### Given text

By Madeleine Pearce
Boston University Statehouse Program
With billions in federal aid available for the Massachusetts Legislature to spend, a Senate committee’s report makes recommendations for investments that target a more equitable future.
“Things are changing,” Senate President Karen Spilka said at a virtual news briefing on the report from the Senate’s Special Committee on Reimagining Massachusetts: Post-Pandemic Resiliency.
“We’re not exactly going back to the old normal,” Spilka said.
The 22-page report, released Tuesday, examines inequalities in internet access, employment, care, housing and transportation, with a focus on gender and racial gaps. State Sen. Adam Hinds, D-Pittsfield, who chairs the committee, joined Spilka on Tuesday for a tour of intergenerational care facilities in Swampscott, Cambridge and Newton.
Data gathered for the report showed women leaving the workplace to focus on child care at high rates, and emphasized the need to rework facilities to provide convenient and affordable intergenerational care.
“I have been particularly struck by the statistics on the devastating effects COVID-19 has had on women in the workplace,” Spilka said. “It’s clear to me that if we wish to have a full and equitable recovery, we must take a look at the factors that affect women’s employment at every level and in every sector.”
Mothers have spent more time on child care and less at work during the coronavirus pandemic, according to the report. Women also experienced the sharpest job losses. The report lists resources for “proximate and accessible, as well as affordable” intergenerational care as an immediate need as a result of the findings.

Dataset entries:
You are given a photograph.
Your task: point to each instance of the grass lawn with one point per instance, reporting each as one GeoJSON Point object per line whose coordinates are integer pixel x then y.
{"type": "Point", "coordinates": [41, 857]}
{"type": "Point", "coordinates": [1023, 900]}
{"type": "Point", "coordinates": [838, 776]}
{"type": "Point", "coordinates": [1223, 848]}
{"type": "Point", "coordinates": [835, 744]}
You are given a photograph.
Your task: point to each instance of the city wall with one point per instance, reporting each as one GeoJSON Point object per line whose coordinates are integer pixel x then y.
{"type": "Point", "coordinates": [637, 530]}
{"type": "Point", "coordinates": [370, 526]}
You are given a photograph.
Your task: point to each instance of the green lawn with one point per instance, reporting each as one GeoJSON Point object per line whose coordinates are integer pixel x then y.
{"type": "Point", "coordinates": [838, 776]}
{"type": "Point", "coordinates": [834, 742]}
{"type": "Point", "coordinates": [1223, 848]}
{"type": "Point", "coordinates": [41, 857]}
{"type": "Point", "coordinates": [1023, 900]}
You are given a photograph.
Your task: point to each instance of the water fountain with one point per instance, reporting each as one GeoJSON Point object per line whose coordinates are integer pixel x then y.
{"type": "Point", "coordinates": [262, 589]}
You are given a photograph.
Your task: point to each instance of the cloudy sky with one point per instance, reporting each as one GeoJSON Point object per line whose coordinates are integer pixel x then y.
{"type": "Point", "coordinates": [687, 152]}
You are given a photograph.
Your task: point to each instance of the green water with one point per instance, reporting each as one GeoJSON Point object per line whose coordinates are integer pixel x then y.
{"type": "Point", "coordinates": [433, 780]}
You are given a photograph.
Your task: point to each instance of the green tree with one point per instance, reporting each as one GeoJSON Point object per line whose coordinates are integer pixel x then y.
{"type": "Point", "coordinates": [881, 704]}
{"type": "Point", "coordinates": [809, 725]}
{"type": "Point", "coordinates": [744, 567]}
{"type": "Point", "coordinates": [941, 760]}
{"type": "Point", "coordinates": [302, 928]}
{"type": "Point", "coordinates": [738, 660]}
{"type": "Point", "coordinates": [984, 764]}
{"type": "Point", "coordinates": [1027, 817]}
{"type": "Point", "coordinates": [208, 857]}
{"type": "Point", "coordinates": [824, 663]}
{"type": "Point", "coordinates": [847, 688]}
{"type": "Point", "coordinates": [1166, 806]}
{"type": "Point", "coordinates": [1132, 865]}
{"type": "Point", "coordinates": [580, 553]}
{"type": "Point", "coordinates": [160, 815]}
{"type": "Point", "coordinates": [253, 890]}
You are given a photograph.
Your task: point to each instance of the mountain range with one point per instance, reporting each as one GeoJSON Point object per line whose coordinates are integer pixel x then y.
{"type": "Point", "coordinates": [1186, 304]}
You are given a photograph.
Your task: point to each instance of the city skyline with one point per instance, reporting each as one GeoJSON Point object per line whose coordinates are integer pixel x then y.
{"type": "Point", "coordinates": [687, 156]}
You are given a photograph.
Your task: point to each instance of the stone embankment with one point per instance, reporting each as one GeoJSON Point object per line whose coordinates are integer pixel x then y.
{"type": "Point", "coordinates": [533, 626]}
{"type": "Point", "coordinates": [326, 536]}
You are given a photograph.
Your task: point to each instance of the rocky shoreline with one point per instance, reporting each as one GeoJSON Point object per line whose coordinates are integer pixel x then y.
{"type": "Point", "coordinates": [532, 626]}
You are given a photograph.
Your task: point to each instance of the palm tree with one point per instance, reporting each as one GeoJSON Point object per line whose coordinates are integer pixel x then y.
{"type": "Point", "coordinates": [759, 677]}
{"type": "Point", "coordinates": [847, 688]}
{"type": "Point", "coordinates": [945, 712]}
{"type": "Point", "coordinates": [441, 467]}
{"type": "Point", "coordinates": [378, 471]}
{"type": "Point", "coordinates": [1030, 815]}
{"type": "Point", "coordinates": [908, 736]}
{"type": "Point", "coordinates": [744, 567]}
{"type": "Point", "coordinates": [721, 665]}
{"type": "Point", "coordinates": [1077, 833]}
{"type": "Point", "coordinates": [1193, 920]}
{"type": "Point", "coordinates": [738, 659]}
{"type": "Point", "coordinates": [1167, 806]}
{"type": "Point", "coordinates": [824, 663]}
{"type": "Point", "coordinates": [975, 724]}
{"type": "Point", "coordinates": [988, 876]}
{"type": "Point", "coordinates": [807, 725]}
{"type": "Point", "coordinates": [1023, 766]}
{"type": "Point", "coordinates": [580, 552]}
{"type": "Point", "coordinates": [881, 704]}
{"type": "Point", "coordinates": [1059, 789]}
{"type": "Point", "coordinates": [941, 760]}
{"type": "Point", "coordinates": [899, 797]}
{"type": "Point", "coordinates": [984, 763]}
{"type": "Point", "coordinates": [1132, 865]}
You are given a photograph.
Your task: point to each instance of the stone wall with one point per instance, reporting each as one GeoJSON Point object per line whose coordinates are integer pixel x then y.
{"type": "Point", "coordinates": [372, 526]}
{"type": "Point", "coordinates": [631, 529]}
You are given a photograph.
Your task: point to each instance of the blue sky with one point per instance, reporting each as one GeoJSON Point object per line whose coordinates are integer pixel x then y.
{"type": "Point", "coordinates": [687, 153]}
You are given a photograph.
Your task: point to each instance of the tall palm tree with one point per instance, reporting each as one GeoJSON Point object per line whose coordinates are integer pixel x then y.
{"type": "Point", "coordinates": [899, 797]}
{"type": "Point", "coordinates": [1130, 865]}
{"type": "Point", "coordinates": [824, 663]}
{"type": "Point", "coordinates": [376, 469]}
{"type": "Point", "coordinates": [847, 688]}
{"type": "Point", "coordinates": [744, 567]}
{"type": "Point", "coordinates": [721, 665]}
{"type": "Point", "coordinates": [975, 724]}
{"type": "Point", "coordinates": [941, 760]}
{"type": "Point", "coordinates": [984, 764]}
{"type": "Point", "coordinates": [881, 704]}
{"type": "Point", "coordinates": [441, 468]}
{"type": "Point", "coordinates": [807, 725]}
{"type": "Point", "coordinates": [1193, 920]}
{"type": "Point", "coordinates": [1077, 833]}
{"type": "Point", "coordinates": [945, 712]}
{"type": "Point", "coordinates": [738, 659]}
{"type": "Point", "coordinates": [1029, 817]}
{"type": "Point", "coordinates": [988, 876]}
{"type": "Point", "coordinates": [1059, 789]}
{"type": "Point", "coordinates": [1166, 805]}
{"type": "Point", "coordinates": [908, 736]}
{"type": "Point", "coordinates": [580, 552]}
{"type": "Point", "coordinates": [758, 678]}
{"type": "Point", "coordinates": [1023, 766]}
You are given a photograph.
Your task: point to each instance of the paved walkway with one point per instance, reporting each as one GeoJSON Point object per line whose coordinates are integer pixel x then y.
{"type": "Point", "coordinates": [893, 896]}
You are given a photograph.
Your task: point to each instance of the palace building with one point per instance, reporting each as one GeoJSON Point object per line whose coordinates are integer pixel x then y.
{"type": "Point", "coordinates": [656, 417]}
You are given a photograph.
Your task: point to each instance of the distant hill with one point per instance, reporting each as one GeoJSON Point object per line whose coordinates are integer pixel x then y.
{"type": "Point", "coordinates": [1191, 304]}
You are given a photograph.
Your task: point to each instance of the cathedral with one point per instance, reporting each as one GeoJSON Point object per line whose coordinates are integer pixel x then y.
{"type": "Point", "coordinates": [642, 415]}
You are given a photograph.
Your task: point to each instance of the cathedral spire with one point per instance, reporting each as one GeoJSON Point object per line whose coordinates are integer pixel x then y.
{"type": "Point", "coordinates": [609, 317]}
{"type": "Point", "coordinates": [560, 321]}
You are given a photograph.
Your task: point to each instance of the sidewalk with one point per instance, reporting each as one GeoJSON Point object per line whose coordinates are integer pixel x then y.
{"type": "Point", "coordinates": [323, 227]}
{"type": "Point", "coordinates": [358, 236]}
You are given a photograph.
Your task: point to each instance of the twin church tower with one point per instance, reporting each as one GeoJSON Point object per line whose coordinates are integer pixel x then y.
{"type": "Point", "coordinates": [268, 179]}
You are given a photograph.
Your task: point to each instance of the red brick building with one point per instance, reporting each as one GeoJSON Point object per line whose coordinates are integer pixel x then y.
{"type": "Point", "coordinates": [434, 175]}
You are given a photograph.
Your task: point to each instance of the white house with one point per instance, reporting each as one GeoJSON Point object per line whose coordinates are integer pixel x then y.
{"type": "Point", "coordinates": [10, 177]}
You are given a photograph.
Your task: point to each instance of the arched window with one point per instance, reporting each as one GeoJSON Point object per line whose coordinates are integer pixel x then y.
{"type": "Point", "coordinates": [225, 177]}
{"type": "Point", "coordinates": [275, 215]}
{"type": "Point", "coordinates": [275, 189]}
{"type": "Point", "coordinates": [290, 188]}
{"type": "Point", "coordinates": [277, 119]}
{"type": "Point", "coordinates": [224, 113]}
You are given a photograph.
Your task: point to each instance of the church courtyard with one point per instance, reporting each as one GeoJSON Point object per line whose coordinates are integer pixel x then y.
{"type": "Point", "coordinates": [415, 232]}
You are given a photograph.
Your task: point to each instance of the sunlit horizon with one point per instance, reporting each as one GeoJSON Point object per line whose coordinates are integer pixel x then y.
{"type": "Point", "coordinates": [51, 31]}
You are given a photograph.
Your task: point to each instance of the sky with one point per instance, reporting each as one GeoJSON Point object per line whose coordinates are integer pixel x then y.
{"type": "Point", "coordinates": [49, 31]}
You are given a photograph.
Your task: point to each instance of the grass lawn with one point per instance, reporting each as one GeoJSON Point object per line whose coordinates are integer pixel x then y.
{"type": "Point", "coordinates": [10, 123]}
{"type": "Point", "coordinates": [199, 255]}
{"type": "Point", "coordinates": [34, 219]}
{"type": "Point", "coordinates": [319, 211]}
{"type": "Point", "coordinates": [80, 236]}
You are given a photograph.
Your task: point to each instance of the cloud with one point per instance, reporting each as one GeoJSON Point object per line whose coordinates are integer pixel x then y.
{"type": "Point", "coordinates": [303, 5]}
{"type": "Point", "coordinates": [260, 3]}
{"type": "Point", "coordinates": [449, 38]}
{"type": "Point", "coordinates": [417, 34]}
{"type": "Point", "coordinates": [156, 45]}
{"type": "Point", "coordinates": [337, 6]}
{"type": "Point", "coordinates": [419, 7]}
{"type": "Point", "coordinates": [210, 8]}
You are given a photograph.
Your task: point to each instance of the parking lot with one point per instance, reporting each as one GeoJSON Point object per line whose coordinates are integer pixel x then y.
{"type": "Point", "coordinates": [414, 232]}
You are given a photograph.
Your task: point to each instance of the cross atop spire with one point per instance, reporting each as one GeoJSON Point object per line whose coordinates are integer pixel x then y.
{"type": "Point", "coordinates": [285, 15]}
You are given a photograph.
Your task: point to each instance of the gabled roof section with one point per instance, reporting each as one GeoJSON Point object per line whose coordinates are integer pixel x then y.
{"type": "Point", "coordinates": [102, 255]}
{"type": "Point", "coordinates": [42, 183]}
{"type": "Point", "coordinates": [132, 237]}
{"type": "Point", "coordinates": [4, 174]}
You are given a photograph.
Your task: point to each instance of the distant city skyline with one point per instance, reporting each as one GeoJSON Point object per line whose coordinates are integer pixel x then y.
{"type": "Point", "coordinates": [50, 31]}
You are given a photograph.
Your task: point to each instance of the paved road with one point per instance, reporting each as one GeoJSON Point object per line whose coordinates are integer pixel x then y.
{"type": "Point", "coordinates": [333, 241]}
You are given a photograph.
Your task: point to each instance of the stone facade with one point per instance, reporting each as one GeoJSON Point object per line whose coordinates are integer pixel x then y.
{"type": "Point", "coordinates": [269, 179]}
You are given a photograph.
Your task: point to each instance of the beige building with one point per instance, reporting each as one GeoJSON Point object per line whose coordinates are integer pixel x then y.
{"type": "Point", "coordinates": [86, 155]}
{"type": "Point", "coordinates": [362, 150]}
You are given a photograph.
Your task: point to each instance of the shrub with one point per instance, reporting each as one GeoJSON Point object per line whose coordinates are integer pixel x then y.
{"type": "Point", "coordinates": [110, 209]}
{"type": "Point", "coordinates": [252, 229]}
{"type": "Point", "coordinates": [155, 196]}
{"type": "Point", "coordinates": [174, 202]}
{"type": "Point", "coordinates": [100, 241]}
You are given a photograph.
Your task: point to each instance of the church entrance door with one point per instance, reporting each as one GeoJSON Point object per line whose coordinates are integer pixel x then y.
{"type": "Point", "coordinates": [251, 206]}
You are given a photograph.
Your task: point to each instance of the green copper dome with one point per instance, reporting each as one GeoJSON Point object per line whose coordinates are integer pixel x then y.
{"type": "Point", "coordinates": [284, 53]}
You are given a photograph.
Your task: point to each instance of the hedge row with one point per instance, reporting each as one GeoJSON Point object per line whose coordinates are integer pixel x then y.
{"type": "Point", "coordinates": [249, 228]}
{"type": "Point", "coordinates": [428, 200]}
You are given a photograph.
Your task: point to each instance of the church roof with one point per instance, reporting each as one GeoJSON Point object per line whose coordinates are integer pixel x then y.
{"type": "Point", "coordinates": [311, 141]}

### Exercise 1
In the article on the Massachusetts Senate's post-pandemic report, who chairs the committee that produced the report?
### Exercise 2
Write the next few paragraphs of the article on the Massachusetts Senate's post-pandemic report, picking up after its final sentence.

### Response box 1
State Sen. Adam Hinds, D-Pittsfield.

### Response box 2
With more people working from home, the report also focused on the digital divide in Massachusetts.
“The data really pulls out this challenge of poverty being a factor,” Hinds said. “Who has access to the internet and who does not is abundantly clear when you look at the data.”
Hinds also emphasized the importance of making expensive equipment for using the internet more readily available. In addition, the report includes policy options for improving and expanding housing development, public transportation and income supports.
“We truly have worked to focus on the big issues,” Hinds said.
The Legislature has jurisdiction over about $4.8 billion in federal aid that the state received through the American Rescue Plan Act. Spilka has said the Legislature aims to spend some of the remaining money by Nov. 17, when its Thanksgiving recess begins.